Could you rewrite the listing below, swapping every "one point per instance" for "a single point for each instance" and keeping everything else the same? Leave the pictures out of your version.

Available records:
_ _ _ _
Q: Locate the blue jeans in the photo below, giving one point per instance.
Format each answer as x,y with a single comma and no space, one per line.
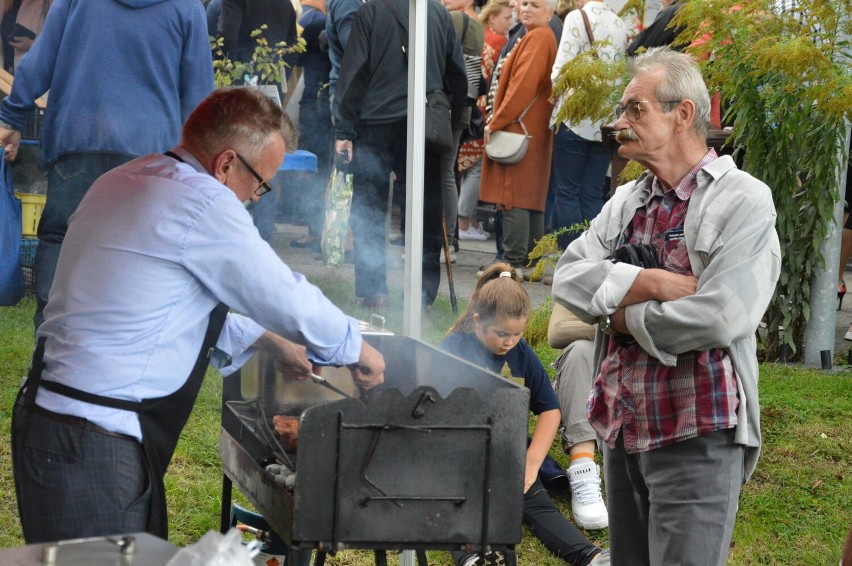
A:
578,173
68,181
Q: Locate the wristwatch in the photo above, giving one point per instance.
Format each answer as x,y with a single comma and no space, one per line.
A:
604,324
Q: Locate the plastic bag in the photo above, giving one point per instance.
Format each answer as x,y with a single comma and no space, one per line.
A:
214,549
12,286
338,201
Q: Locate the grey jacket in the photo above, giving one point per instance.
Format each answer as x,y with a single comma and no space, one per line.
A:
733,250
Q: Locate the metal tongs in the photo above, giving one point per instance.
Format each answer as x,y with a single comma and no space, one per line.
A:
325,383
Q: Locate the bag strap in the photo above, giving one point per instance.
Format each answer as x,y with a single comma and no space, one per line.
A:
403,31
588,30
520,119
466,20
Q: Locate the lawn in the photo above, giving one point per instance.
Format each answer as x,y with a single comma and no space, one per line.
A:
796,509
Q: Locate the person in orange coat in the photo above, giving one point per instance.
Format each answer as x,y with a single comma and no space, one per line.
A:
521,80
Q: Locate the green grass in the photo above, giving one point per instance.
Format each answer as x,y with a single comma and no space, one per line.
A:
796,510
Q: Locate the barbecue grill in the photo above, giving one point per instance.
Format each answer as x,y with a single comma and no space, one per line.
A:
424,461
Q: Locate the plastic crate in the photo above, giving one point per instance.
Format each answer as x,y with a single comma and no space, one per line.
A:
28,250
31,208
33,125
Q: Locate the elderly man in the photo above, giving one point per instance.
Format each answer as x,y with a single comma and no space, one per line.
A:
153,248
675,400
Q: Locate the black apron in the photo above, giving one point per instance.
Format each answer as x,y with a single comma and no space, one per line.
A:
161,419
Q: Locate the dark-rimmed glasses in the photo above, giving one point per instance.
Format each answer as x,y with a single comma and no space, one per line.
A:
264,186
633,110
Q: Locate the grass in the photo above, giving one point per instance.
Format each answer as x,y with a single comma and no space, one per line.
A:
796,509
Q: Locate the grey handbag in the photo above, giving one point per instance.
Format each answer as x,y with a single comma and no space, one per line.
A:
508,147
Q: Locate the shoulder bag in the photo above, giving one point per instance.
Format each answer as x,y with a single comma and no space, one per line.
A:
508,147
589,32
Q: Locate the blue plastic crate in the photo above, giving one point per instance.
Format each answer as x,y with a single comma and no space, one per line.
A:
28,249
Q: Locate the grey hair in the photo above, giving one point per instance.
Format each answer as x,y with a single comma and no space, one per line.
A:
238,118
682,80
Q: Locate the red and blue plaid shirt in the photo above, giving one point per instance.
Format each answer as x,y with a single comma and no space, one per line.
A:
652,404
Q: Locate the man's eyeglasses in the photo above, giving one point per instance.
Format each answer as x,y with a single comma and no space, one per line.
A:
633,109
264,186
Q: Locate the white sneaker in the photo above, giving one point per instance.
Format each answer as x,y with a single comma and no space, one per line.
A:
481,229
472,234
586,500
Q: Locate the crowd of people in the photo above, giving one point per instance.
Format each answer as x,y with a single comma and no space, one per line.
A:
154,222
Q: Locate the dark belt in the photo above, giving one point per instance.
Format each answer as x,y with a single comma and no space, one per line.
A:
80,422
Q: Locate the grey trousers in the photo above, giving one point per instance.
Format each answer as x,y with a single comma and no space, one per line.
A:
575,375
449,187
74,482
674,505
521,229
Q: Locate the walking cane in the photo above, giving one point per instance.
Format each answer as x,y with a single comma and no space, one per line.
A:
453,302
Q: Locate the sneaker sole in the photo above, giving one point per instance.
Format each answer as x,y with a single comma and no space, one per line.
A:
592,525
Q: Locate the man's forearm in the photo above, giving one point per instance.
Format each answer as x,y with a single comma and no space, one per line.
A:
659,285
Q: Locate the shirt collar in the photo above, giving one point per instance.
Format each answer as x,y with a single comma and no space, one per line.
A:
689,183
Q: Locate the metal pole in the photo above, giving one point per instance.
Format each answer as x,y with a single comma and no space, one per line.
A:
821,329
413,271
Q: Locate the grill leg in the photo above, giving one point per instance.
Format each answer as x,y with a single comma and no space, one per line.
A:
225,513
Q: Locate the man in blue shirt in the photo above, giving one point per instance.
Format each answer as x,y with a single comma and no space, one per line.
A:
123,75
153,248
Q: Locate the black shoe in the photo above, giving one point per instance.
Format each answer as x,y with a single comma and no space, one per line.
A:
491,558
_ _ _ _
Result of the exercise:
Q: Locate the blue jeans in the photo below, giving a single point for each instance.
Format each answer as x,y with a single comma and no space, one per line.
A:
578,173
68,181
Q: Locate the wristwatch in the photo above, giving a single point for each instance.
Format each answer as x,y with a single comma and no space, one per line.
A:
604,324
Q: Locate the plastic bag in the photo above, giving a single point for each instance.
Format each answer as x,y with a single comma and no space, one per line.
A:
214,549
12,286
338,201
Q: Locate the grey jacket in the photo above, giving a single point for each instance.
Format each answer as x,y with a single comma and no space, one per line.
A:
733,250
Q: Locate the metal tongs in the photo above, giving a single point for each instance.
Format each answer as x,y with a single comma and no space, one per line.
A:
325,383
Q: Locate the bag strap in the photo above, giving a single point for each instance.
Format each answer as x,y with a single comma and no space, one per line.
A:
403,31
588,30
520,119
466,20
Q: Locate the lawn in the photo above, giving a single point for each instance.
Format each answer as x,y with a single comma and no space, one per line.
A:
796,509
Q: Locate the person in orange coat in the photo above, giving a single point for each instance.
Format each answer as x,y with a single comma and no space, one per line.
A:
521,80
Q: Locate the green grass in the photo above, giving a single point for each instance.
Format each answer as x,y with a single comma and no space, one per line.
A:
796,510
Q: Locate the barbecue grill in the photo above, giving a single point for each instance.
Format each answer as x,y with a single comma and no space, one per line.
A:
424,461
Q: Locate the plastic crate in the photo above, giving a single point for each instance.
Format each answer as x,y with a single comma and no space, one per line.
A:
28,250
31,208
33,125
Q: Locate the elderly man in the photo above, giving a single point for each instance.
Format each answer as x,y with a single comma and no space, one per line.
A:
153,248
675,400
Q: Locate the black apron in the photo above, giving a single point for each instance.
Format each answer as x,y with a single comma and no space, one per line.
A:
161,419
Q: Locate the dark-rimmed glasses in the photo above, giving a single point for each instance.
Format each answer as x,y with a single comma and no space, one per line.
A:
264,186
633,110
Q: Locate the grass in the photo above, giving a single point for each instance.
Format each answer as x,y with a single comma and no space, one per line.
A:
796,509
Q: Locate the grey handbag in the photo above, giving a single point for each instance.
Format each answer as x,y with a single comma and no space, one per line.
A:
508,147
Q: Locate the shoulder bag in the photo above, giving a single point for each instance.
Format each answer as x,y with a single comma and no space, one per line.
A:
508,147
589,32
Q: Locate the blue plastic crate in the photo above, giving a single point for each instance.
Format each answer as x,y with a single comma and no space, one per line.
A:
28,249
Q: Locate the grey hair in the photo above, giving a single point for each instance.
Format each answer as x,y with a single comma and no space, one per line.
A:
238,118
682,80
Q: Locate the red and blue plaid shirt in the photo above, giving a single point for each instance.
Format each answer as x,y with a single comma and no space, one per line.
A:
652,404
Q: Locate the man's eyeglasses in the photo above, giving a single point for each instance.
Format each answer as x,y with a single comma and no space, one per line.
A:
633,109
264,186
Q: Locate the white sneaker in the photo above, giving a single point for each instance.
Format each answer as x,y with a single comma and no space, one per line.
A:
481,229
472,234
586,500
Q: Locate the crowd of people in the photo above, giving a single point for each instance.
Format each answer as x,y with a single comma and no space, one per line.
A:
154,222
Q: Locate the dark belt in the photo above, giving a single point for each instance.
Format each answer as x,y with a single comma and no space, one per line.
A:
80,422
Q: Locate the grey trousers in the photo above, giving a single point for each instance.
Format each answer as x,y with a single comma and no space, one per line.
A:
575,375
449,187
74,482
674,505
521,229
Q: Locate the walking cane in the photo above, giving a single point for each instance.
Format each answer as x,y with a single comma and no space, one per line.
A:
453,302
Q: Locate the sneaker sole in the photo above, giving a single point for each instance.
Format each answer as x,y with a single comma and no space, one per line.
A:
592,525
Q: Locate the man's forearm in the photo above, giving a single point for each instance.
Format each answer as x,y with a single comma and no space, one per line.
A:
659,285
Q: Locate the shirt collar in the photo above, giving a single point for each instance.
Format each answer as x,y with a single comma and no space, one per line.
A:
689,183
Q: Locate the metal pole in the photo above, giving a single point for each instance.
Format each answer as x,y with a single comma and no space, one per line.
A:
821,329
413,271
Q: Locate the grill leg in the photo above, giving a single point for each instance.
Format each answer as x,y with a single comma and no space, one per line.
A:
225,513
Q: Locate the man in blue shirt in the photo above, giving a single point for each instance.
Format each answer as x,y with a single comma and no space, one per line.
A:
123,75
153,248
Q: Locate the black shoe in the photo above, giving a single point for each instance.
Format each answer as x,y with a single comma and no space, one per line.
A:
491,558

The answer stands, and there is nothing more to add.